▸ **WHAT YOU NEED TO DO**: From the first line of the listing below, retype each line up to and including the one with "column 545, row 685"; pictures stay out.

▸ **DATA EXTRACTS**:
· · ·

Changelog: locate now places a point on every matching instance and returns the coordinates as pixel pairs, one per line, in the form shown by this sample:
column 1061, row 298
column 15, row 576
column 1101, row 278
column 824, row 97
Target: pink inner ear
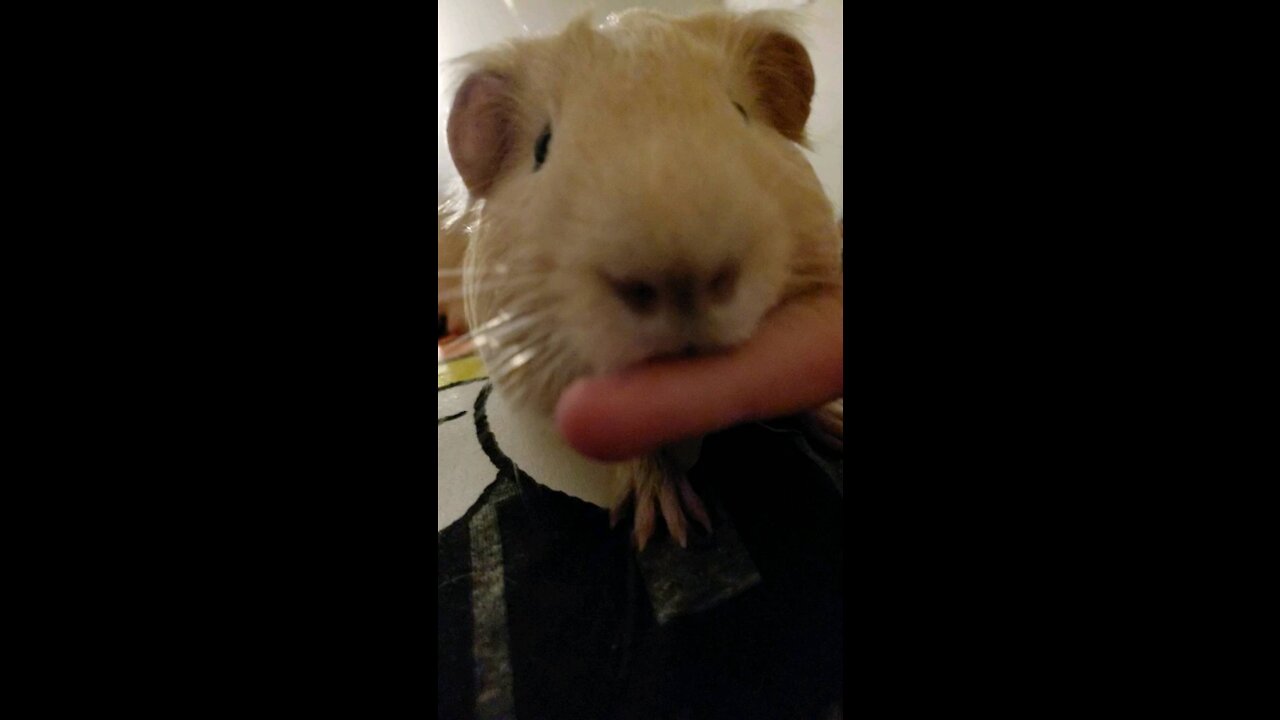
column 479, row 130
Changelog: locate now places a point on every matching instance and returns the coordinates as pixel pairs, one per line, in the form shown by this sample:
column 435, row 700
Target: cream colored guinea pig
column 635, row 191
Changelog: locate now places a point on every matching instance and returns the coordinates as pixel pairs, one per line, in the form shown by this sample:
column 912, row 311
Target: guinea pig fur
column 635, row 190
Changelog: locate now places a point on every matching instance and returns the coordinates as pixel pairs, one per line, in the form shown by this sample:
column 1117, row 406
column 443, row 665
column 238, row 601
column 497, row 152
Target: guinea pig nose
column 723, row 283
column 639, row 296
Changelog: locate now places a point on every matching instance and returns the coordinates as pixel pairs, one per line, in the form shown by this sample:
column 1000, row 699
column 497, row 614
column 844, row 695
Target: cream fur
column 652, row 173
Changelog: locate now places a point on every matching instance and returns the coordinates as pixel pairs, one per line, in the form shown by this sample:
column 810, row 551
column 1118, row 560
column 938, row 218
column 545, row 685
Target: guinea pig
column 636, row 191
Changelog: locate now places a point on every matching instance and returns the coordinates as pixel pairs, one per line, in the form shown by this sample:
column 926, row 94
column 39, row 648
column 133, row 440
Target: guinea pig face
column 641, row 195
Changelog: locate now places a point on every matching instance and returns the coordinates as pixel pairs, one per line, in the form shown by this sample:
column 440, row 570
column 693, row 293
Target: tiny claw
column 644, row 518
column 694, row 505
column 672, row 513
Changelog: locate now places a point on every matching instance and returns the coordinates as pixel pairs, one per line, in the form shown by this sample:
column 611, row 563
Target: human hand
column 794, row 363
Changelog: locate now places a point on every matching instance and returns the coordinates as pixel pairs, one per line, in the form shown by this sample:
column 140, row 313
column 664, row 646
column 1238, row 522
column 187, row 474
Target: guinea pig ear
column 480, row 130
column 784, row 78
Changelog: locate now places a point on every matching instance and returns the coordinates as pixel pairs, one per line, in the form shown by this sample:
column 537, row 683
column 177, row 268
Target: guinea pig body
column 635, row 191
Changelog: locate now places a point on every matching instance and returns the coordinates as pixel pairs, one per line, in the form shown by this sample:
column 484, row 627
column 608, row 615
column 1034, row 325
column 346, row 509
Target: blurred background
column 470, row 24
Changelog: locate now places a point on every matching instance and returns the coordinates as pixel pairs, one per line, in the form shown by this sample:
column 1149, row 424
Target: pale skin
column 794, row 363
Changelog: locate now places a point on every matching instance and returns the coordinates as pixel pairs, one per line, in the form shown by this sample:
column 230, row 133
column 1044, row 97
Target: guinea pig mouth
column 690, row 350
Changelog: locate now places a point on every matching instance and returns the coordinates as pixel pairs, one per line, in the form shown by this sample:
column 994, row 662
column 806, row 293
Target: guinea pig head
column 639, row 192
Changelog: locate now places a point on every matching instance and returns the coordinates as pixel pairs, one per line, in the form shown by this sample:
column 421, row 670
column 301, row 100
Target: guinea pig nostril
column 639, row 296
column 723, row 283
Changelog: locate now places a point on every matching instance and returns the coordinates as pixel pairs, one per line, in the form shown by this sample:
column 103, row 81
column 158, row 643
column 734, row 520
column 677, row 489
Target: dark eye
column 540, row 147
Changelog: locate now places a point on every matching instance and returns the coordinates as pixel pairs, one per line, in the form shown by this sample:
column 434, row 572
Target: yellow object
column 457, row 370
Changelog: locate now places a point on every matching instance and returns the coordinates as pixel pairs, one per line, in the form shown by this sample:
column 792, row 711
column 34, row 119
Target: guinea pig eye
column 540, row 147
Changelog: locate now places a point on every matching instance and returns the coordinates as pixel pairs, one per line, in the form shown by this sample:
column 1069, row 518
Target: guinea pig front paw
column 650, row 484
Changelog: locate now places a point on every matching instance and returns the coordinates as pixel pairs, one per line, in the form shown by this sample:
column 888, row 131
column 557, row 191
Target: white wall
column 470, row 24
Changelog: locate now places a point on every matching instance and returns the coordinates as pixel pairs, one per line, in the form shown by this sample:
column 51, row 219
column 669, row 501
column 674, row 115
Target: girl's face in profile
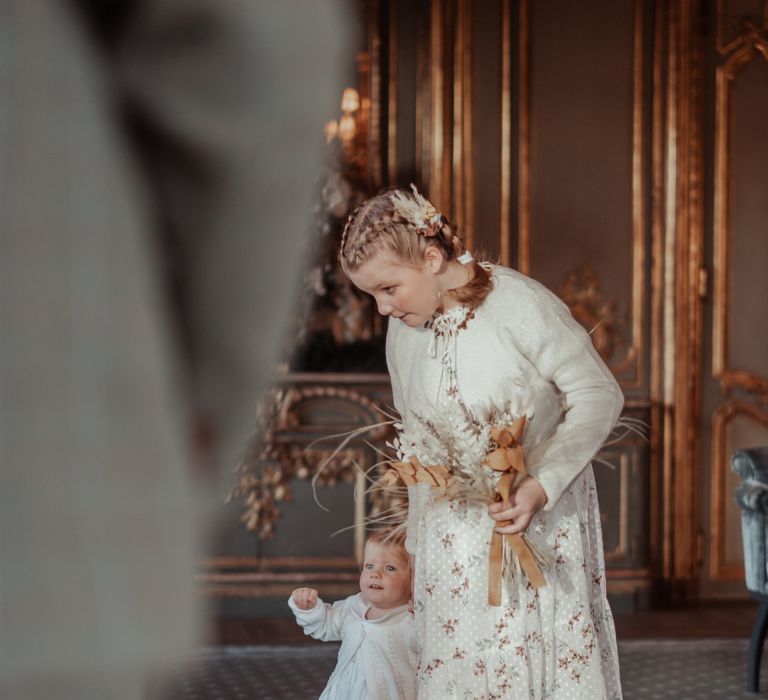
column 385, row 580
column 402, row 291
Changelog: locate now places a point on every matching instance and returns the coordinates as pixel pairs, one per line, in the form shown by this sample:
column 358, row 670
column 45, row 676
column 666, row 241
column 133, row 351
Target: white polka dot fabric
column 557, row 642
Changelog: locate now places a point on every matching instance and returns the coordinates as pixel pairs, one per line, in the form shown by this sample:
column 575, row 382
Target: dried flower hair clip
column 418, row 211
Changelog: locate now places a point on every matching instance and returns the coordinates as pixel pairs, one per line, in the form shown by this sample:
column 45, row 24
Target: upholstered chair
column 752, row 497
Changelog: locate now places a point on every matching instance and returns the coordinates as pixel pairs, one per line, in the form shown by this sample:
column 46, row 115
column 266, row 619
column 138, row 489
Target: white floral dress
column 524, row 352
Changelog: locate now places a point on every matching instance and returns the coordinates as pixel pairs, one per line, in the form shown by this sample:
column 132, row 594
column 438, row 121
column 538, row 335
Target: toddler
column 377, row 658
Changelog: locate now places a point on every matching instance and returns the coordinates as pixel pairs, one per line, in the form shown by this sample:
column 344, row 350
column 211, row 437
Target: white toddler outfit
column 377, row 659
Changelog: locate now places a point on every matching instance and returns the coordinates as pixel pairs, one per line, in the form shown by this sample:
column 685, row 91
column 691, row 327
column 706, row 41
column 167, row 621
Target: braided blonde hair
column 404, row 223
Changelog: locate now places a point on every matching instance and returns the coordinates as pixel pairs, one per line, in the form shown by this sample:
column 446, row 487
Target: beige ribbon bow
column 509, row 458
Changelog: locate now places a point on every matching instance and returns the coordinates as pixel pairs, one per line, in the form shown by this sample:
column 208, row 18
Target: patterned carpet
column 651, row 670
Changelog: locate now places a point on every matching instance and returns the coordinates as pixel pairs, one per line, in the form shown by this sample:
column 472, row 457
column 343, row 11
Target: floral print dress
column 523, row 352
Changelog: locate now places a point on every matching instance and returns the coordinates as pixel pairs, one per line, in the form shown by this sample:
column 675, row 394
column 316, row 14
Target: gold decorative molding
column 506, row 132
column 439, row 184
column 656, row 434
column 372, row 101
column 742, row 50
column 726, row 46
column 524, row 139
column 392, row 97
column 463, row 170
column 724, row 415
column 581, row 292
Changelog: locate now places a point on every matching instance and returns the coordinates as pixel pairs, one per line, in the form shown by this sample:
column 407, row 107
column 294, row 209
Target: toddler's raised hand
column 305, row 598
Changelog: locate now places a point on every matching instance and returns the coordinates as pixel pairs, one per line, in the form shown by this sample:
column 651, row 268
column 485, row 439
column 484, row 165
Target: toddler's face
column 385, row 580
column 404, row 292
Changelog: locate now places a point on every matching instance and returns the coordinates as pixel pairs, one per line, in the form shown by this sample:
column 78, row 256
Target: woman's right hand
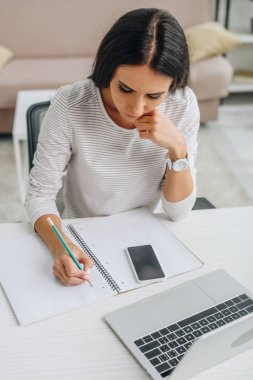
column 66, row 270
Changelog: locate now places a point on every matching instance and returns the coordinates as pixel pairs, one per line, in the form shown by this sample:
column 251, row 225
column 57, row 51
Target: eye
column 124, row 89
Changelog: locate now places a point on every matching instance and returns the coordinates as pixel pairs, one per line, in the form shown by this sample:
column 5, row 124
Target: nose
column 136, row 108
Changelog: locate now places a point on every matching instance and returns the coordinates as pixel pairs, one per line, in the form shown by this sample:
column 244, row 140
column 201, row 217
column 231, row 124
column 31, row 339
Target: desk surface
column 79, row 345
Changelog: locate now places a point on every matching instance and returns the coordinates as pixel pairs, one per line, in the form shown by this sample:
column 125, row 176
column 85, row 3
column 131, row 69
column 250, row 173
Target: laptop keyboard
column 165, row 347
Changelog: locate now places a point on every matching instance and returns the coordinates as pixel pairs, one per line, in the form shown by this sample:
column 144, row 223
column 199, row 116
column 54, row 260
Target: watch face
column 180, row 165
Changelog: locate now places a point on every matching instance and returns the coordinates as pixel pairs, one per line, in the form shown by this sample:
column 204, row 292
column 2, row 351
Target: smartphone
column 145, row 263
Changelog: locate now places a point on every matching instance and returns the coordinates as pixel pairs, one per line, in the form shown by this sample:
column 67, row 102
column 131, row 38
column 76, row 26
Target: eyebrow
column 129, row 88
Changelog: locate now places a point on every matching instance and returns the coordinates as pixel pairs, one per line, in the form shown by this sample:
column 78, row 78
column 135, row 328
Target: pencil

· · ·

▸ **REPLY**:
Changelog: locate now places a point on every matching instance and returns the coordinates as pixel pairs, one per line, in the form shown by this sample:
column 1061, row 298
column 15, row 576
column 1101, row 278
column 824, row 97
Target: pink inner ear
column 479, row 130
Changelog: locate now places a point on every matching instance and returns the coordinates as pixel pairs, one per line, in the form shown by this sample:
column 435, row 700
Target: cream colored guinea pig
column 635, row 191
Changelog: locate now places a point on every matching instance and returns the coordinates as pixel pairs, one per line, in the form shown by this sample:
column 912, row 311
Target: guinea pig fur
column 635, row 190
Changelog: locate now places a point on every matching instance and returns the coordinates as pixel pairs, one per line, in the form shown by this sample:
column 1117, row 406
column 443, row 665
column 238, row 601
column 497, row 152
Target: guinea pig nose
column 723, row 283
column 639, row 296
Changelog: locate now places a point on every matching instance and returns the coordinates as pixel pairs, one per line, in the form shown by this sample:
column 1000, row 699
column 497, row 614
column 844, row 695
Target: cream fur
column 652, row 173
Changelog: locate now places a point on every matching instance and returns the coordinates as pixel pairs, one per line, in the form shown by this sample:
column 810, row 551
column 1118, row 560
column 938, row 218
column 545, row 685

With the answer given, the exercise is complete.